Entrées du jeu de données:
********************
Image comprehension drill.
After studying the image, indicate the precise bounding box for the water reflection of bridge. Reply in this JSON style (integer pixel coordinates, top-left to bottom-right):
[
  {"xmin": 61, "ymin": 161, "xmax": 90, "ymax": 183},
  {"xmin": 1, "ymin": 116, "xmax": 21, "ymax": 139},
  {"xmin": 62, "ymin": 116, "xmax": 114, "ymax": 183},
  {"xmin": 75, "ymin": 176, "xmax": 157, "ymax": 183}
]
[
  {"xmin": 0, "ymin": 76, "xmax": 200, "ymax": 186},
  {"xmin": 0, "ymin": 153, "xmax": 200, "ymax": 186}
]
********************
À faire:
Filtrez les lignes ci-dessus pour ne garder que celles qui contiennent la chaîne « ymax », puis recopiez-les.

Résultat:
  {"xmin": 61, "ymin": 161, "xmax": 90, "ymax": 183},
  {"xmin": 1, "ymin": 116, "xmax": 21, "ymax": 139},
  {"xmin": 62, "ymin": 116, "xmax": 114, "ymax": 183},
  {"xmin": 75, "ymin": 176, "xmax": 157, "ymax": 183}
  {"xmin": 0, "ymin": 76, "xmax": 200, "ymax": 186},
  {"xmin": 0, "ymin": 153, "xmax": 200, "ymax": 186}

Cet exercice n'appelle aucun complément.